OBJETIVO >> Dispón todas las líneas de los registros que siguen en una tabla Markdown con las columnas «Número» y «Línea», con un número de fila y el texto correspondiente en cada fila. Omite las líneas en blanco.

************

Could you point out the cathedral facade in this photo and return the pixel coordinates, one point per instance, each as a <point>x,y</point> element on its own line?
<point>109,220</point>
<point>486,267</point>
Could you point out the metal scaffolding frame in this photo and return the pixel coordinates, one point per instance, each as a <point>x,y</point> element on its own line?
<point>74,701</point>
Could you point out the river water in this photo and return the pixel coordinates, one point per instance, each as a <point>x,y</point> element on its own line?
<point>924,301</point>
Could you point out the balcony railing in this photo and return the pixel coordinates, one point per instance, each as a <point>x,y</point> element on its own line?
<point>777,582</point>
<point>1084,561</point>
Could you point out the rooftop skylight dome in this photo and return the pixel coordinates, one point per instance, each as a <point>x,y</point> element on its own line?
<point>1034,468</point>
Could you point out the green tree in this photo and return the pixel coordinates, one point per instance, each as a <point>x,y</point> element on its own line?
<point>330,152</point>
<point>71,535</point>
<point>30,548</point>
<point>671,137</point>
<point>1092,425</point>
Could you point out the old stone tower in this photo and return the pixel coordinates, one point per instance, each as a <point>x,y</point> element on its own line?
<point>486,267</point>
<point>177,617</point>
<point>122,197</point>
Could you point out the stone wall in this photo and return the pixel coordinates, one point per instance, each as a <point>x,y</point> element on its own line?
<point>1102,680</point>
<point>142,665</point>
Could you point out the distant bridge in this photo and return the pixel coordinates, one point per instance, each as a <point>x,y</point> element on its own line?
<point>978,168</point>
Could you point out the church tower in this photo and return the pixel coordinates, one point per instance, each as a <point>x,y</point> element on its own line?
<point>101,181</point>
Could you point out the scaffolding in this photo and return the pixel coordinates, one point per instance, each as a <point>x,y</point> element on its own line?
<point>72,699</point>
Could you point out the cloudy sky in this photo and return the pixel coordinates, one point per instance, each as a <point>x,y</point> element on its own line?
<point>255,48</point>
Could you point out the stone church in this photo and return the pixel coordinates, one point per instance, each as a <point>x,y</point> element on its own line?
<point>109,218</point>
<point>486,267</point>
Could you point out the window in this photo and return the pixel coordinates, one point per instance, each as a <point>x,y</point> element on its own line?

************

RESPUESTA AL PROBLEMA >>
| Número | Línea |
|---|---|
| 1 | Could you point out the cathedral facade in this photo and return the pixel coordinates, one point per instance, each as a <point>x,y</point> element on its own line? |
| 2 | <point>109,220</point> |
| 3 | <point>486,267</point> |
| 4 | Could you point out the metal scaffolding frame in this photo and return the pixel coordinates, one point per instance, each as a <point>x,y</point> element on its own line? |
| 5 | <point>74,701</point> |
| 6 | Could you point out the river water in this photo and return the pixel coordinates, one point per instance, each as a <point>x,y</point> element on its own line? |
| 7 | <point>924,301</point> |
| 8 | Could you point out the balcony railing in this photo and return the pixel coordinates, one point per instance, each as a <point>x,y</point> element on its own line? |
| 9 | <point>777,582</point> |
| 10 | <point>1084,561</point> |
| 11 | Could you point out the rooftop skylight dome in this photo and return the pixel coordinates, one point per instance, each as a <point>x,y</point> element on its own line? |
| 12 | <point>1034,468</point> |
| 13 | Could you point out the green tree in this photo and return the pixel coordinates, one point per instance, each as a <point>x,y</point> element on its own line? |
| 14 | <point>330,152</point> |
| 15 | <point>71,535</point> |
| 16 | <point>30,548</point> |
| 17 | <point>671,137</point> |
| 18 | <point>1092,425</point> |
| 19 | Could you point out the old stone tower in this photo and return the pixel coordinates, one point per instance, each as a <point>x,y</point> element on its own line? |
| 20 | <point>486,267</point> |
| 21 | <point>177,617</point> |
| 22 | <point>122,197</point> |
| 23 | Could you point out the stone wall in this photo and return the pixel coordinates, one point per instance, each as a <point>x,y</point> element on its own line? |
| 24 | <point>1102,680</point> |
| 25 | <point>142,665</point> |
| 26 | Could you point out the distant bridge in this photo and return the pixel coordinates, one point per instance, each as a <point>x,y</point> element on its own line? |
| 27 | <point>978,168</point> |
| 28 | Could you point out the church tower in this photo and return the pixel coordinates, one point per instance, each as a <point>x,y</point> element on its own line? |
| 29 | <point>101,181</point> |
| 30 | Could you point out the scaffolding in this photo and return the pixel coordinates, one point per instance, each as a <point>x,y</point> element on its own line? |
| 31 | <point>72,699</point> |
| 32 | Could you point out the cloudy sky in this photo and return the pixel coordinates, one point per instance, each as a <point>x,y</point> element on its own line? |
| 33 | <point>255,48</point> |
| 34 | Could you point out the stone church in this photo and return the pixel coordinates, one point per instance, each as a <point>x,y</point> element on its own line? |
| 35 | <point>109,218</point> |
| 36 | <point>486,267</point> |
| 37 | Could you point out the window in this photo and return the pixel coordinates, one point per instance, each as a <point>x,y</point> element on its own line? |